• THE TASK: Using the entries that follow, write out the line containing "task | for every instance of the green fern", the line containing "task | for every instance of the green foliage, place", and every line between them, exactly and nothing else.

##### DATA EXTRACT

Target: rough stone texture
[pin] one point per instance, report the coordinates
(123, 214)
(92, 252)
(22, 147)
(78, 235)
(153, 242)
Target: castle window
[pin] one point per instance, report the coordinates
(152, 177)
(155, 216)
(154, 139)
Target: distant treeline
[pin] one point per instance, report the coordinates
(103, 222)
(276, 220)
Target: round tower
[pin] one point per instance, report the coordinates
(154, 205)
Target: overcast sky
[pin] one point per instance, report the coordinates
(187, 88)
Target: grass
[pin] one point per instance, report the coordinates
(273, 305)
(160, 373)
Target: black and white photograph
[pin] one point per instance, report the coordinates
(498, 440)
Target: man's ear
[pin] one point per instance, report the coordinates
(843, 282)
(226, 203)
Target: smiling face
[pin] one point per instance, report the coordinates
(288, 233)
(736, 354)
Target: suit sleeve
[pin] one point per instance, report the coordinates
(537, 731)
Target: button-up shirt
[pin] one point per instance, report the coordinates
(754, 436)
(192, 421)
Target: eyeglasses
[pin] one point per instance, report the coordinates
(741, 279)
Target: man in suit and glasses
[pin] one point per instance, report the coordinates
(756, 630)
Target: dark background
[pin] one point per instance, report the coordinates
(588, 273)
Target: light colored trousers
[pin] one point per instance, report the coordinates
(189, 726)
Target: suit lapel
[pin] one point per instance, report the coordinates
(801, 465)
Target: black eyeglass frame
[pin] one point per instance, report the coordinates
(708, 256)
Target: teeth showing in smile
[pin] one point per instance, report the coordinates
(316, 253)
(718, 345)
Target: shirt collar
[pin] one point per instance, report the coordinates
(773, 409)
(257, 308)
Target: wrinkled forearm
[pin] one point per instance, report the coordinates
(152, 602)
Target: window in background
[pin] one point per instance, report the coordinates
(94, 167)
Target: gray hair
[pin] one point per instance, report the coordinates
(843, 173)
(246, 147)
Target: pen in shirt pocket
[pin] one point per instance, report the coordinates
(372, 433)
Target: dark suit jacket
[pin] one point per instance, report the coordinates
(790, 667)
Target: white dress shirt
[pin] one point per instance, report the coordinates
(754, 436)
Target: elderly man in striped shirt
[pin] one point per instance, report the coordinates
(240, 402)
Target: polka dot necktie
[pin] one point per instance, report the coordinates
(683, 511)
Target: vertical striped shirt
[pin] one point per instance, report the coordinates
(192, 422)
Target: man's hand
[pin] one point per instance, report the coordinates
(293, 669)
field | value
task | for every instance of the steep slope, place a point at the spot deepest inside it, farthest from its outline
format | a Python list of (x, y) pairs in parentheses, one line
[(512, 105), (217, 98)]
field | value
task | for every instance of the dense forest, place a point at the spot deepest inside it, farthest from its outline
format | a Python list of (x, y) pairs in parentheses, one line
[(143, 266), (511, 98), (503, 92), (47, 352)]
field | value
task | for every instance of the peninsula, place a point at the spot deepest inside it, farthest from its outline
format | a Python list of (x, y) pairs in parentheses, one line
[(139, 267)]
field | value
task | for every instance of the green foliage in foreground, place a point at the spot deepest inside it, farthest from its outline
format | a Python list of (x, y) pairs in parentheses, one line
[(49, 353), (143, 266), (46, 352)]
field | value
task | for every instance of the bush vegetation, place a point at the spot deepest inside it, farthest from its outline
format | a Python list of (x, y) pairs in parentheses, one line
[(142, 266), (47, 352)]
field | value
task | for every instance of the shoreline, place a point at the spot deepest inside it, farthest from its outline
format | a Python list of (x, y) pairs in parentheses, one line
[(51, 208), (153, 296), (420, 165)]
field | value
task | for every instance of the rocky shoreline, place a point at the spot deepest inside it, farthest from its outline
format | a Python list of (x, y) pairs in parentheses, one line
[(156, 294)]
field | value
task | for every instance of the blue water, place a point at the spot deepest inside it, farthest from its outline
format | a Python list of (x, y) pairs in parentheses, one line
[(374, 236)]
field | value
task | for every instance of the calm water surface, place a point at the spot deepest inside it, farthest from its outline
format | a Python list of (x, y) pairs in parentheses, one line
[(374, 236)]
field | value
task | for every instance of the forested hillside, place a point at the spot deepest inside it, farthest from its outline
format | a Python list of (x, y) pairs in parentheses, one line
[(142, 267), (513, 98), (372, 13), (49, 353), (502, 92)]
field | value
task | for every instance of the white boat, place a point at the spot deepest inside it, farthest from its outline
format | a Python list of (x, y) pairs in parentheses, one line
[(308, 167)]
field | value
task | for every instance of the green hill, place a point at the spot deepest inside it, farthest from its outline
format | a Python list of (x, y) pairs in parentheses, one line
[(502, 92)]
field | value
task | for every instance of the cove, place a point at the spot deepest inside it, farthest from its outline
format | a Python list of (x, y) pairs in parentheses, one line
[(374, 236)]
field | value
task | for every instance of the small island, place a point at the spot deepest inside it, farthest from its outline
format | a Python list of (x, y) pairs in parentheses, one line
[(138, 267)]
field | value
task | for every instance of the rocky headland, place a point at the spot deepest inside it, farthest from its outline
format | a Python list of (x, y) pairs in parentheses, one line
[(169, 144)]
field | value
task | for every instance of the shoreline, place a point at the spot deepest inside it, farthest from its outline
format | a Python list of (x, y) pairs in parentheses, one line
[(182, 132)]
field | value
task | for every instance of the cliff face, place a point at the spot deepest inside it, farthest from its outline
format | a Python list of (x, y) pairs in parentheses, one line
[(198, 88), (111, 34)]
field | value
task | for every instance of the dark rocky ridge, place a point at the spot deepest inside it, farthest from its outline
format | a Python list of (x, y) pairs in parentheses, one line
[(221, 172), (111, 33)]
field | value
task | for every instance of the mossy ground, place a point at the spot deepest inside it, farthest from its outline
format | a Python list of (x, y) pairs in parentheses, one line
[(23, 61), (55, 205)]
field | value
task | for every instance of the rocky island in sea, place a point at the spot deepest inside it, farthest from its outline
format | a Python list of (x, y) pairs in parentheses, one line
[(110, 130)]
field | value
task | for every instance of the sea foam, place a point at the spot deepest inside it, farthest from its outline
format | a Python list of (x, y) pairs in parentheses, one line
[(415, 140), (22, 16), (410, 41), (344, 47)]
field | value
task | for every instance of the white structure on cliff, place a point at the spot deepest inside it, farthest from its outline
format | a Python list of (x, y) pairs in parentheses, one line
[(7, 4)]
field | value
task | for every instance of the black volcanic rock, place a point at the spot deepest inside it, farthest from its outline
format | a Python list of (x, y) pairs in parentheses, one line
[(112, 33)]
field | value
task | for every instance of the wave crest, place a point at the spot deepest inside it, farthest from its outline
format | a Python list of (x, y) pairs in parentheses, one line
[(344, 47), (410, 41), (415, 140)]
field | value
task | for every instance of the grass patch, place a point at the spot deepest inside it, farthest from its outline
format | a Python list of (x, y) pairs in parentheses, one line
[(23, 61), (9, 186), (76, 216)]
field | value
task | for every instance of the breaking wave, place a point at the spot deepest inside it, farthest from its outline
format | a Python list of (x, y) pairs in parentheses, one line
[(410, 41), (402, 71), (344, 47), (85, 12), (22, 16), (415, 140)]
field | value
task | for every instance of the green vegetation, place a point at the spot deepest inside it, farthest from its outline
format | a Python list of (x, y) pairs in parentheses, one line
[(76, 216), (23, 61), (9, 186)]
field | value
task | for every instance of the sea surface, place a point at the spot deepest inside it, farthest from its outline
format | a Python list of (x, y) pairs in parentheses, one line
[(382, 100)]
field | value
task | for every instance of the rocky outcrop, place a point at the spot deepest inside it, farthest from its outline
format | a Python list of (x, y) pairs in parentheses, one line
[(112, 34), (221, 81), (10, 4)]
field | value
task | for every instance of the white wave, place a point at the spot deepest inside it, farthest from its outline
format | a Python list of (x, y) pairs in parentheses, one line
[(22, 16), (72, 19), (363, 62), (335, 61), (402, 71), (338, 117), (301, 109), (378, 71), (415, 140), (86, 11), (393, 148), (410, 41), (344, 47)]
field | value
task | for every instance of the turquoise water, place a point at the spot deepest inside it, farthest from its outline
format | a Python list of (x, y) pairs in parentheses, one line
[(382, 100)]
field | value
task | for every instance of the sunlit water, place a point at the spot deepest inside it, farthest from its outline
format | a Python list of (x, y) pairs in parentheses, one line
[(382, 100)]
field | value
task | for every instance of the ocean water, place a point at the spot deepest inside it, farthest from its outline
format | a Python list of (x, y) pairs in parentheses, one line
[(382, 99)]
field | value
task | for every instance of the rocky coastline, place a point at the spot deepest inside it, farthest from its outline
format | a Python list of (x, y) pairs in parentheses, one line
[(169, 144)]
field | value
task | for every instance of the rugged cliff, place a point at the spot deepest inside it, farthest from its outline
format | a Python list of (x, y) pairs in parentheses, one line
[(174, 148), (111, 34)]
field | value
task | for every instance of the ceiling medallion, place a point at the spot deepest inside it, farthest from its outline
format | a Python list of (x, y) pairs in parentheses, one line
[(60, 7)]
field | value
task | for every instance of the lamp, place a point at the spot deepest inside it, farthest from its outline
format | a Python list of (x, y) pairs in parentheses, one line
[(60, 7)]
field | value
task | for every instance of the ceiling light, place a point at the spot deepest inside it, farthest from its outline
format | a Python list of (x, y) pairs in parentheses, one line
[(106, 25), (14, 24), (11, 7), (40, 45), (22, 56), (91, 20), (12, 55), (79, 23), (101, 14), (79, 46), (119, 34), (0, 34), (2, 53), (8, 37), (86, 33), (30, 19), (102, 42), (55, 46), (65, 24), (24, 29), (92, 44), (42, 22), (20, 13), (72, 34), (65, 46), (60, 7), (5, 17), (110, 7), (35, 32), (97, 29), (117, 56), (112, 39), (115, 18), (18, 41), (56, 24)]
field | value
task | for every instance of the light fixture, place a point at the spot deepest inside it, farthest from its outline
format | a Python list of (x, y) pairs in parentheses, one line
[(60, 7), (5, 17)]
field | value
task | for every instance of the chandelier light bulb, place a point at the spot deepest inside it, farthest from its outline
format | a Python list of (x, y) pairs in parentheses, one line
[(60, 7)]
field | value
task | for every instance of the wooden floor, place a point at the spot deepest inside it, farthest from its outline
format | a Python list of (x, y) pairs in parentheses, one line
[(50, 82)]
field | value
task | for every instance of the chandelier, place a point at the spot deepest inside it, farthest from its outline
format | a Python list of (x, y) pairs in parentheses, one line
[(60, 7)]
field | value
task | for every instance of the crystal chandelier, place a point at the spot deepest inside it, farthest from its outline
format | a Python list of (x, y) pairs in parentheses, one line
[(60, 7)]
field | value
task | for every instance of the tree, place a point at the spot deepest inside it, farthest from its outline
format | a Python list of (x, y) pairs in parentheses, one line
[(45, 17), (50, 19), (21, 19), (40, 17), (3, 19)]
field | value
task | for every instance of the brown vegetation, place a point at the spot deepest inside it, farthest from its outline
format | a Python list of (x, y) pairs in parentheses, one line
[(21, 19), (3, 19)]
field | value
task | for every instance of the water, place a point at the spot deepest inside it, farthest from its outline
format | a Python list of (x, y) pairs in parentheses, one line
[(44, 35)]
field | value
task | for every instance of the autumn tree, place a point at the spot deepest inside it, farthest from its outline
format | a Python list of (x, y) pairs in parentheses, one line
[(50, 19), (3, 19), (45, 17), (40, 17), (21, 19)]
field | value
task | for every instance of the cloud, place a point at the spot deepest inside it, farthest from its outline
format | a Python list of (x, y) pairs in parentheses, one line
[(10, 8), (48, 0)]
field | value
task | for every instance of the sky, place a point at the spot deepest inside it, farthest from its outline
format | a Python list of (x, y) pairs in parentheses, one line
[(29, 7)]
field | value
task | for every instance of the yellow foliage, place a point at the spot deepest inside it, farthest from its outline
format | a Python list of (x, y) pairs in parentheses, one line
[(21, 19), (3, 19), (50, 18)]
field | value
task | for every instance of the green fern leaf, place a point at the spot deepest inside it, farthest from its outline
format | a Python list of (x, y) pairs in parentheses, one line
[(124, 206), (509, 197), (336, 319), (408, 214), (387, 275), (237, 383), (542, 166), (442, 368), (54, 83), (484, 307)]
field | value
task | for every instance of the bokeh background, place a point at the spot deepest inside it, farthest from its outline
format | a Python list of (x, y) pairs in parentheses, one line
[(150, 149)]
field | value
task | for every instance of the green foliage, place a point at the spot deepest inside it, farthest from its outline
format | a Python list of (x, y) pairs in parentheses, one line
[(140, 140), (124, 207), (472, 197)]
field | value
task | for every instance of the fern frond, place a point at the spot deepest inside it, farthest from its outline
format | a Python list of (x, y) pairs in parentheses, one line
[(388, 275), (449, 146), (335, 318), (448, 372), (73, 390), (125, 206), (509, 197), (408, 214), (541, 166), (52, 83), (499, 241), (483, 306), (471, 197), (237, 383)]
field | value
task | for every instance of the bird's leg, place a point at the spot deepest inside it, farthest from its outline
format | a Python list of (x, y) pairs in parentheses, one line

##########

• TASK RESPONSE:
task | for every instance of the green fern leaf, place a point at the spot deepest inside it, farthest from its outline
format | a Python list of (x, y) pairs in parentheses, one line
[(124, 206), (509, 197), (336, 319), (408, 214), (387, 275), (237, 383), (542, 166), (442, 368), (54, 83), (484, 307)]
field | value
task | for every instance of the bokeh background, place a point at the spot deepest inside it, farthest from its outline
format | a Python list of (x, y) pairs in parentheses, one line
[(150, 149)]
field | value
task | for every instance of the green foliage, place a point at the spot deepest inside it, farthest from its outline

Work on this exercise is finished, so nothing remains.